» ÉNONCÉ 1
Recopiez sans rien changer les lignes des entrées, en partant de celle qui contient « A teaching note to the class: indicate the wooden » et en allant jusqu'à la fin des entrées, les deux bornes comprises. Ne reproduisez que ces lignes.

» EXTRAIT SOURCE
Donc, pour les Allemands, aucune raison de faire la fête. De même pour le 8 mai, qui a une valeur encore très contestée dans l’Allemagne d’aujourd’hui: jour de libération du fascisme, ou jour de capitulation?
A Strasbourg, il existe une rue du 22 novembre. Ce n’est pas la date de la libération de la ville des troupes allemandes (ce n’aurait aucun sens, sinon une erreur d’un jour, puisque la ville a été libérée le 23 novembre 1944), mais de la libération… des soviets. En effet, parmi les marins mutinés de Kiel se trouvent aussi des Alsaciens qui, rentrant chez eux, passent par des villes aux mains des insurgés spartakistes, sont contaminés par le bacille et instaurent une république des soviets à Strasbourg! Le drapeau rouge flotte sur la cathédrale! Et l’armée française arrive pour y mettre bon ordre! Car n’oublions pas, l’Alsace-Moselle fait encore partie à ce moment du Reich allemand!

Dans le même ordre d’idée, si l’on donne le nom de victoires à nos places, à nos cinémas, à nos cafés et à nos gares, nos adversaires en font tout autant! C’est toujours une question de perspective!
Alphonse Allais se demandait toujours pourquoi les Anglais donnaient un nom de défaite à leurs gares et à leurs places… (Waterloo, Trafalgar…) :wink:

Je pensais que la mémoire collective avait tourner la page … Mais merci pour ce que tu as dit, tu m’as appris des choses :smiley:

Pourquoi viendrions-nous sur ce forum, sinon? Moi aussi, je suis ici pour apprendre! :wink:

Pour ce qui est de la mémoire collective, c’est justement sa pérennité qui cimente la nation, mais qui constitue tout de même un terreau d’où peuvent surgir des fleurs pas très belles, ou des champignons assez vénéneux, pour peu que certains individus le cultivent en conséquence…

Je rajouterais:

Aujourd’hui encore, des phrases comme: Nos héros, qui sont morts pour la patrie, le rayonnement de la nation, nos valeurs et leur rôle civilisateur dans le monde etc…, phrases tout à fait normales en France (et ailleurs), sont considérées de très mauvais gout en Allemagne. On y préfère des commémorations discrètes: schlichte Feiern.

Et pour cause: ce qu’il faut comprendre c’est que l’Allemagne avait pris une telle « over-dose » de manifestations et celebrations nationales et nationalistes (et bien pire) pendant les années noires du nazisme, qu’elle est devenu extremement réticente quant à toute manifestation publique et organisée d’un sentiment collectif lié à la patrie, même le plus positif.

Ce n’est que depuis quelques petites années, que une partie de l’Allemagne ose à nouveau sortir ses drapeaux et elle se tate toujours: jusqu’à quel point pouvons-nous nous penser en « nation » jusqu’où pouvons, voulons nous aller et montrer un sentiment « national » envers nous-même, envers le reste du monde.

La joie collective - avec drapeaux - pendant la coupe du monde de foot il y a deux ans, par exemple, était un phénomène considérable en Allemagne, du jamais vu après guerre, qui déclenchait des discussiones interminables dans les journaux allemands: Est-ce bien? normal? signe d’une nouvelle Allemagne appaisée? Ou faut-il au contraire avoir peur, comment ose-t-on s’associer à un sentiment collectif, s’identifier ostensiblement avec des signes tellement lourdes de sens qu’ un drapeau, serait-ce le retour du nationalisme?

» ÉNONCÉ 2
Relevez toutes les dates (jour et mois) citées dans l'extrait sur la mémoire collective en Allemagne.

» DONNÉES À UTILISER
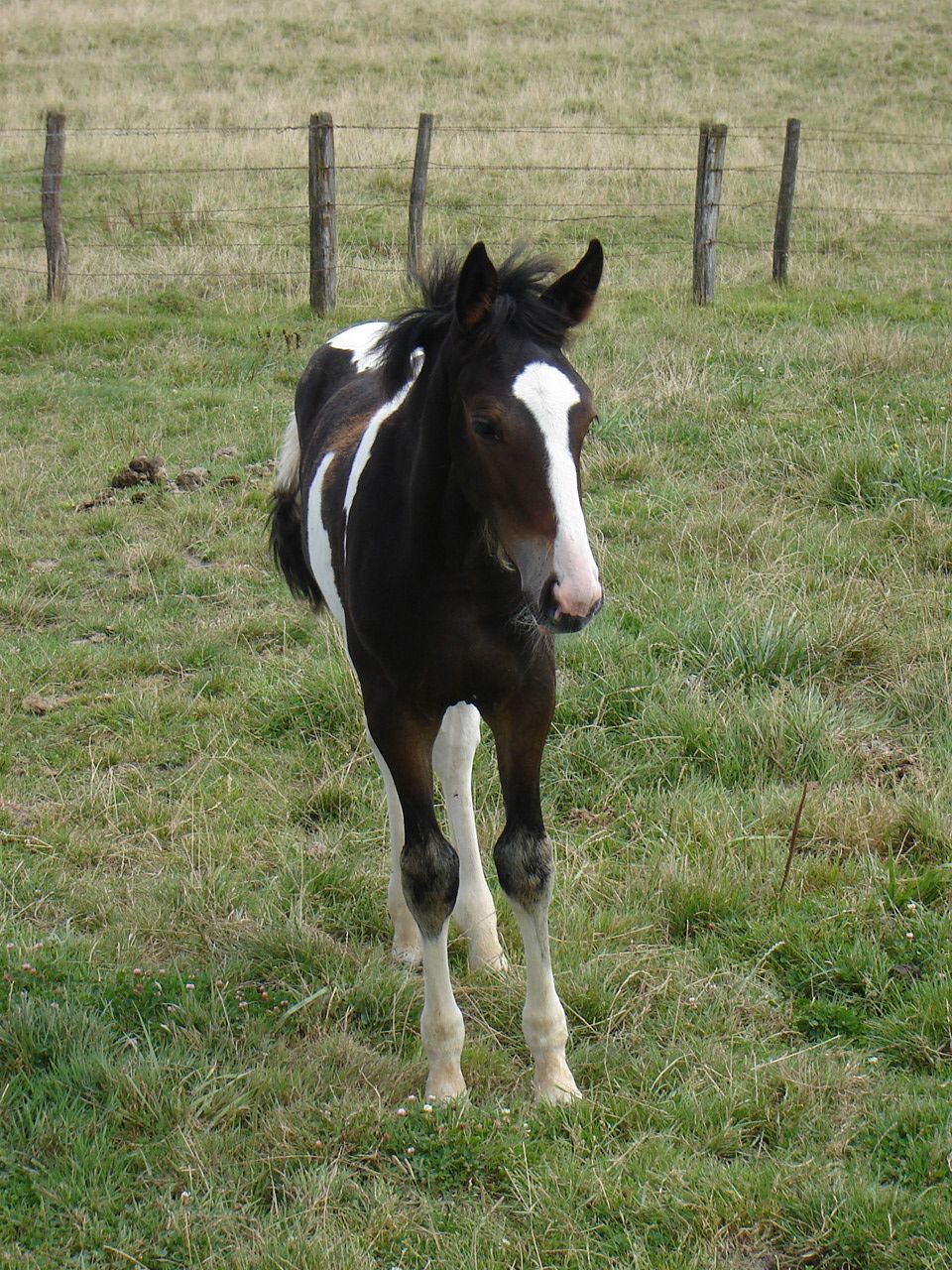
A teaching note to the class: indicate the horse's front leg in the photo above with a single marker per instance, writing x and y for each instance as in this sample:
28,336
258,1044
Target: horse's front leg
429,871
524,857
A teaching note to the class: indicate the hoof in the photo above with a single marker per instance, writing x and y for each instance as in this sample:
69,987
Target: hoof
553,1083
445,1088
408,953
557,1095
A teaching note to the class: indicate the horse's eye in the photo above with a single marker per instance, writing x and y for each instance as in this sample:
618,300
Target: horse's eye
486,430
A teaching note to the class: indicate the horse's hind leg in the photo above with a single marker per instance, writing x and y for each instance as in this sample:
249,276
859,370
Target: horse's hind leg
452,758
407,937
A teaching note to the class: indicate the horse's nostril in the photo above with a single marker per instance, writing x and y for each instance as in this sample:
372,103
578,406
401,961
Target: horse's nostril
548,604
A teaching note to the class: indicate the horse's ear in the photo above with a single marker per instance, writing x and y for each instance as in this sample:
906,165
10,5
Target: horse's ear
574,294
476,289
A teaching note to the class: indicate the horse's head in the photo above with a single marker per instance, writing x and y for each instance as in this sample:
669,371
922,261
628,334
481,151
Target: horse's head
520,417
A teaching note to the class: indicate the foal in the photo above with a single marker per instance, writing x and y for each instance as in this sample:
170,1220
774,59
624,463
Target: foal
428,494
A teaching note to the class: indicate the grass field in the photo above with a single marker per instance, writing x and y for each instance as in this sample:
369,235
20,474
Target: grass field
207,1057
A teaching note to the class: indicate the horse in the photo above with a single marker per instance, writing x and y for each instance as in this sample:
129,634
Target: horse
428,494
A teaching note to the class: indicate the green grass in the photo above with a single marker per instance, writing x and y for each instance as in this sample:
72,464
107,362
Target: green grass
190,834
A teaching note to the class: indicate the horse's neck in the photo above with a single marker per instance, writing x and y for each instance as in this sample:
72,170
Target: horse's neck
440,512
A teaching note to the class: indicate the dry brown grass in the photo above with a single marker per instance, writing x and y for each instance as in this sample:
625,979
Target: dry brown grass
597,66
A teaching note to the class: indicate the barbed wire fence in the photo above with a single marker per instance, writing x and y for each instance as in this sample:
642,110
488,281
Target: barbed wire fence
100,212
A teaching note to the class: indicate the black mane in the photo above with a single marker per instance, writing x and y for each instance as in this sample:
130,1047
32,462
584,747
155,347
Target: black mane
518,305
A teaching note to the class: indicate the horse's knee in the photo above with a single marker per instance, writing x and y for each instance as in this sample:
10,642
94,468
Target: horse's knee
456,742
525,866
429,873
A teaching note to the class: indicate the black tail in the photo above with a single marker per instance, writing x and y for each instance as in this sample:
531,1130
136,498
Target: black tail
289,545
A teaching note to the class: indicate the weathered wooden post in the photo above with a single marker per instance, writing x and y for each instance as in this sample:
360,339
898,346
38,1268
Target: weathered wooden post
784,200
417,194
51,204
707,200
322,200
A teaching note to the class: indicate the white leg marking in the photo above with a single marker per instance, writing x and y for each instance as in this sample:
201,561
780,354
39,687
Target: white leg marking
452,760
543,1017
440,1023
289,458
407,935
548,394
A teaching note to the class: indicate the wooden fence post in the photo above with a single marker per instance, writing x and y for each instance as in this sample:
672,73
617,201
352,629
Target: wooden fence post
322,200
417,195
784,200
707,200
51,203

» RÉPONSE RÉDIGÉE 1
A teaching note to the class: indicate the wooden fence post in the photo above with a single marker per instance, writing x and y for each instance as in this sample:
672,73
617,201
352,629
Target: wooden fence post
322,200
417,195
784,200
707,200
51,203

» RÉPONSE RÉDIGÉE 2
- 8 mai
- 22 novembre
- 23 novembre 1944